##### PASSAGE FOR REVIEW #####

Natural Inclusion

Description of Natural Inclusion
All material bodies exist as a mutual inclusion of space and circulating energy in a receptive-responsive

Explanation of Natural Inclusion

For as long as we have records, most of humanity sees objects from the outside in. In order to understand our world, we seek to get to the bottom of everything around us. We explore objects by freezing them in space and time and dissecting their properties. We treat the object as completely self-contained and we explore its properties by artificially controlling its environment. If we want to understand the basics of a bacterium, for example, we take a single bacterium outside its normal environment into one we can control. We then poke, prod and watch it in every way we can. We cut it open to see its inner workings. This analysis provides us with useful but limited information because this way we can gain no knowledge of its life from within.

##### DATA SECTION #####

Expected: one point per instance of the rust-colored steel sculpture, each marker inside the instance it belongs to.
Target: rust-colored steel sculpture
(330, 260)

#####

## ACTIVITY LIST
(a) Answer each question from the passage on natural inclusion, one line each:
(i) From which direction does the passage say most of humanity sees objects?
(ii) What living thing does the passage give as an example?
(iii) By what means does the passage say we explore an object's properties?
(b) According to the passage on natural inclusion, why does analyzing an object by freezing and dissecting it give only limited information?
(c) List every action the passage on natural inclusion says we perform on a single bacterium to understand its basics.

## SOLUTIONS TO THE TASKS
(a)
(i) From the outside in.
(ii) A bacterium.
(iii) By artificially controlling its environment.

(b) This approach yields no knowledge of the object's life from within. That is why the information it gives is useful but limited.

(c)
- Take it outside its normal environment into one we can control
- Poke it
- Prod it
- Watch it in every way we can
- Cut it open to see its inner workings